*Directions*.
a) In the passage on pilots, at what altitude did the port engine of Tammie Jo Schults's Boeing 737 disintegrate?
b) Reproduce word for word the portion of the passage on pilots from "Take for example, Col." to "her alma mater.".
c) Carry on the passage on pilots, starting right after its final sentence.

If, gentle readers, you’re getting the idea no one sits in a pilot’s seat without proving to be stable, reliable, cool under pressure, and highly capable, you’re beginning to understand the process.  In addition, such people have to demonstrate those qualities, and more, over time, and many, many flight hours.  Keep in mind too, pilots don’t begin to make a living wage until they become at least copilots in the major airlines.  Getting there takes uncommon dedication, willingness to delay gratification and sheer force of character.  Hmmm. Could that be why relatively few people of either gender—only two–or any race ever sit those seats?

Am I suggesting women and “people of color”—what an odd, euphemistic formulation forced on us by racist tribalists—cannot successfully and safely pilot aircraft?  Certainly not.

Then Captain Campbell, and only a small part of the damage to her A-10

Take for example, Col. Kimberly Campbell, AKA “KC—Killer Chick.”  Campbell flew the A-10 in combat and earned the Distinguished Flying Cross for bringing safely home her badly battle damaged aircraft.  She now teaches at the Air Force Academy, her alma mater.

Tammie Jo Schults
credit: kevin barber midamericanazarenenuniversity/facebook

Or consider Tammie Jo Schults, one of the first female Navy fighter pilots, who not only flew the F-18, but was an instructor pilot.  Never allowed to fly in combat, as an instructor, she did fly aggressor, simulating the tactics of America’s enemies in dogfight training.  After retiring from the Navy, she became a pilot for Southwest.  On April 17, 2018, the port (left) engine of her Boeing 737 disintegrated at 32,000 feet, damaging the aircraft and breaching the cabin. She expertly brought the aircraft under control, dove to a breathable altitude, and diverted to the nearest airport where she performed a textbook landing.  recordings reveal her speaking with air traffic control as though having a relaxed conversation over coffee.

After landing, she took the time to speak with every passenger.  That’s class; that’s courage; that’s customer service.  That’s a pilot.

But what about non-white aviators?  They’ve blazed brilliant contrails in military and civilian aviation.  A good example is the Tuskegee Airmen, as History.com explains:

The Tuskegee Airmen were the first Black military aviators in the U.S. Army Air Corps (AAC), a precursor of the U.S. Air Force. Trained at the Tuskegee Army Air Field in Alabama, they flew more than 15,000 individual sorties in Europe and North Africa during World War II. Their impressive performance earned them more than 150 Distinguished Flying Crosses, and helped encourage the eventual integration of the U.S. armed forces.

*Listed records*.
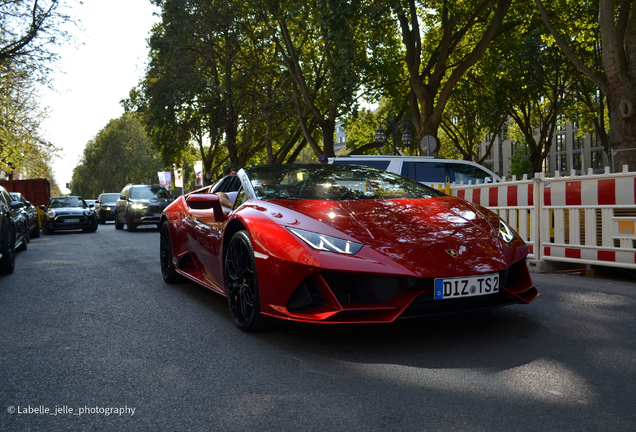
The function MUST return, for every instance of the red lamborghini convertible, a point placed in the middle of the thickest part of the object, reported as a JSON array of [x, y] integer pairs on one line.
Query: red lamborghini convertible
[[340, 244]]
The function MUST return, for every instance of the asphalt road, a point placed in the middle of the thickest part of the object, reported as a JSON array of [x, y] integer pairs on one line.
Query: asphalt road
[[88, 325]]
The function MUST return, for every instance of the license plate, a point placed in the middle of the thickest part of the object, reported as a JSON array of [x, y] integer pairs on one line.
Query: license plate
[[466, 286]]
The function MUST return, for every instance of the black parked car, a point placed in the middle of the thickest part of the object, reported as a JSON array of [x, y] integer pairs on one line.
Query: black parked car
[[13, 233], [140, 204], [105, 207], [69, 213], [31, 213]]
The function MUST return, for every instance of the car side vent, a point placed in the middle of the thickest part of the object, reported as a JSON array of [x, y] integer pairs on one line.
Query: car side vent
[[512, 275], [186, 262], [306, 297]]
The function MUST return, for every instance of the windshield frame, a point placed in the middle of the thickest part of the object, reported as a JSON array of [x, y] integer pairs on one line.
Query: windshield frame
[[332, 183]]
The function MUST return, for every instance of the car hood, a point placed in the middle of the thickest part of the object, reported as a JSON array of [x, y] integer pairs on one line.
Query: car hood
[[69, 210], [413, 223]]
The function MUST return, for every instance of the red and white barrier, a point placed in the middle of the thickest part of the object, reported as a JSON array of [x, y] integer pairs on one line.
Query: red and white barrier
[[578, 219], [515, 201]]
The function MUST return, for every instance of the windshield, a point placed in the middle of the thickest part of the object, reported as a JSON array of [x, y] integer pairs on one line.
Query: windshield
[[333, 183], [67, 202], [148, 192], [110, 198]]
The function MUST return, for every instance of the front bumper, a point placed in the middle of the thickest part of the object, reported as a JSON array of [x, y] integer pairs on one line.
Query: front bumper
[[105, 215], [147, 215], [68, 222]]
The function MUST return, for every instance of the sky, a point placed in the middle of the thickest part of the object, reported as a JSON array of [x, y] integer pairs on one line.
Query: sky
[[91, 79]]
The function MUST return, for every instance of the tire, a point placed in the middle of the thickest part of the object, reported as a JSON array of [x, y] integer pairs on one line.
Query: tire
[[7, 263], [168, 272], [130, 225], [36, 231], [91, 228], [27, 233], [25, 241], [241, 284]]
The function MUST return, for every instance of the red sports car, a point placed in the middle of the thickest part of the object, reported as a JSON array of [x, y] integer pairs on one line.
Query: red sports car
[[340, 244]]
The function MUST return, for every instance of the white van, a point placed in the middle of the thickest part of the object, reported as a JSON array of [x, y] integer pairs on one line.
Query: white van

*Answers by item*.
a) At 32,000 feet.

b)
Take for example, Col. Kimberly Campbell, AKA “KC—Killer Chick.”  Campbell flew the A-10 in combat and earned the Distinguished Flying Cross for bringing safely home her badly battle damaged aircraft.  She now teaches at the Air Force Academy, her alma mater.

c)
The issue is not whether people other than white men can safely fly airliners.  That question has long ago been answered.  The question is, whether in the age of woke, competence and safety will matter less—dangerously less—than ticking off gender and race boxes in Human Resource computers.  I’m only surprised United has not specifically said they’re going to give preference to LGBTQWERTY candidates, though I suspect that box is going to be awaiting a check mark as well.

Reality and experience dictate when diversity and inclusion—gender, sexual orientation and race—drive hiring, training, job placement and promotion, formerly rigorous standards must be dumbed down, often considerably.  Because such people can’t do things?  No.  Because those in charge have decided diversity and inclusion are more important than merit and accomplishment, and if the diverse beneficiaries of such policies are judged by standards of merit and accomplishment, a great many are not going to succeed, which calls into question the existence of those policies and the merit of those choosing to apply them.

As I’ve often written, Democrat/Socialist/Communist policies cannot possibly be wrong, and no matter how often or badly they fail, the polices, or the people who formulate them cannot be wrong, so someone or something else must be to blame.  In other words, even when diversity hires fail at the cost of lives, diversity hiring—ignoring merit and safety in favor of virtue signaling—cannot possibly be to blame, lest those responsible for implementing it be found wanting.

Keep that in mind when airliners with diversity hires at the controls begin to auger in.